Extrait de page >>

******************************

Il faut voyager dans les régions ou les villes, pour y rencontrer ceux qui prennent les problèmes à bras le corps et inventent des solutions. Ils sont nombreux à s’être mobilisés dans les collectivités locales, dans les structures en charge de l’emploi, de l’insertion, dans les entreprises et du côté des organisations syndicales. C’est ce qui fait l’actualité du « dialogue social territorial », sujet qui n’est certes pas le plus commenté dans les journaux ! Un brin de définition s’impose. « Dialogue + social + territoire » désignent des partenariats à géométrie variable sur et pour un territoire, son développement, ses ressources humaines avec des objectifs de meilleure insertion professionnelle et sociale, d’accompagnement de salariés licenciés. Et plus que tout de « sécurisation des parcours ».

******************************

Section des données >>
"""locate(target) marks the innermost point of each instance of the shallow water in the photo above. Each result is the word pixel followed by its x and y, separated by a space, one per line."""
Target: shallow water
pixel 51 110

******************************

Votre tâche >> Poursuivez, s'il vous plaît, le texte sur le dialogue social territorial à partir de sa dernière phrase.

Réponse proposée >>
Ce n’est pas nouveau : déjà les Comités de bassin d’emploi ou les multiples initiatives de « développement local » avaient ces objectifs. Mais deux choses ont changé : la décentralisation et le besoin de continuité dans les parcours. Jean-Marie Bergère analyse comment en France la décentralisation a changé les « acteurs locaux », les a libérés de la relation avec le centre (l’Etat) et a fabriqué de nouveaux « arrangements ». Les politiques d’emploi et de formation se sont territorialisées. Alors il faudrait peut-être parler de « dialogue multi-acteurs » ?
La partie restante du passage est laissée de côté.